PASSAGE GIVEN:
- Born: John Paul Orchison 16 December 1991 (age 34) Bundaberg, Queensland, Australia
- Origin: Canberra, Australian Capital Territory, Australia
- Genres: New beat; dubstep; bass; electro; breakbeat; house; future bass; drum and bass;
- Occupations: DJ; producer;
- Years active: 2015–present
- Labels: Deadbeats; KLASH; Kannibalen; Dim Mak; Downright; Astralwerks; Monstercat; Etcetc; Joytime Collective; Circus; Buygore; Lowly Palace; Ophelia; Ultra;

= Blanke (DJ) =

Australian DJ and producer

John Paul Orchison (born 16 December 1991), known professionally as Blanke (Note: Pronounced "blank"), is an Australian electronic music producer and DJ from Canberra.

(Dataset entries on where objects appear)
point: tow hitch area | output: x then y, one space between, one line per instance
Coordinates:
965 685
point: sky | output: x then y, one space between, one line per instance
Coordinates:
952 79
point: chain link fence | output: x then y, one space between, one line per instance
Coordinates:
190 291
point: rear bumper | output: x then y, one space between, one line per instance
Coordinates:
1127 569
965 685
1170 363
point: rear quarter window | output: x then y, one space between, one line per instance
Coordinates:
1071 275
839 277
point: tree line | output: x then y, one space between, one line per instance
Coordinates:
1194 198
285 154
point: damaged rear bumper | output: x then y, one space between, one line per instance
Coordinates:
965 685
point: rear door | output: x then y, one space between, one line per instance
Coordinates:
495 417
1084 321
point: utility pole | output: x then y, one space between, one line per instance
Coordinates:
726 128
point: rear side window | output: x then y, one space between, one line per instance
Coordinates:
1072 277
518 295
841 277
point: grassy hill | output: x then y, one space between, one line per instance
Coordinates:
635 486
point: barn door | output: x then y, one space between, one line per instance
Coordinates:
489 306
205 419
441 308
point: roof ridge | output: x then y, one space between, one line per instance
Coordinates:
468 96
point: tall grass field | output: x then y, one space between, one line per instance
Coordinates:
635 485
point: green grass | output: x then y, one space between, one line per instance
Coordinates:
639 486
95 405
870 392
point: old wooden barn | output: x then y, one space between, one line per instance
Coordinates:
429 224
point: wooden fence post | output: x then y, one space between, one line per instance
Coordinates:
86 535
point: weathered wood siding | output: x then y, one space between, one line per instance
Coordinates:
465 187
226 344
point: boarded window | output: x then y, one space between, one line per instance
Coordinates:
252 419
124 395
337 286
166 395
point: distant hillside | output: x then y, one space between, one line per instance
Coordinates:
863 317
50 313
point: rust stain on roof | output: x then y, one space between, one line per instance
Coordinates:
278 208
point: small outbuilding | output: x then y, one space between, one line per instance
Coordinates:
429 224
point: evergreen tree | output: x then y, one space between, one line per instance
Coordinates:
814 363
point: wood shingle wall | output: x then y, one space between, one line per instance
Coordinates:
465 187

WHAT IS ASKED:
[a] Decide whether each statement agrees with the Blanke biography, answering yes or no and quoting the deciding words: (i) Blanke was born in Canberra. (ii) Blanke has been active since 2015. (iii) The name Blanke is pronounced "blank".
[b] Write out the Blanke biography word for word, everything from "Australian DJ and" down to "DJ from Canberra.".
[c] Render this sentence from the Blanke biography in Spanish: "John Paul Orchison (born 16 December 1991), known professionally as Blanke (Note: Pronounced "blank"), is an Australian electronic music producer and DJ from Canberra."

SOLUTIONS FOR EACH TASK:
[a]
(i) No: "Bundaberg, Queensland, Australia"
(ii) Yes: "Years active: 2015–present"
(iii) Yes: "Pronounced "blank""

[b]
Australian DJ and producer

John Paul Orchison (born 16 December 1991), known professionally as Blanke (Note: Pronounced "blank"), is an Australian electronic music producer and DJ from Canberra.

[c] John Paul Orchison (nacido el 16 de diciembre de 1991), conocido profesionalmente como Blanke (Nota: se pronuncia "blank"), es un productor de música electrónica y DJ australiano de Canberra.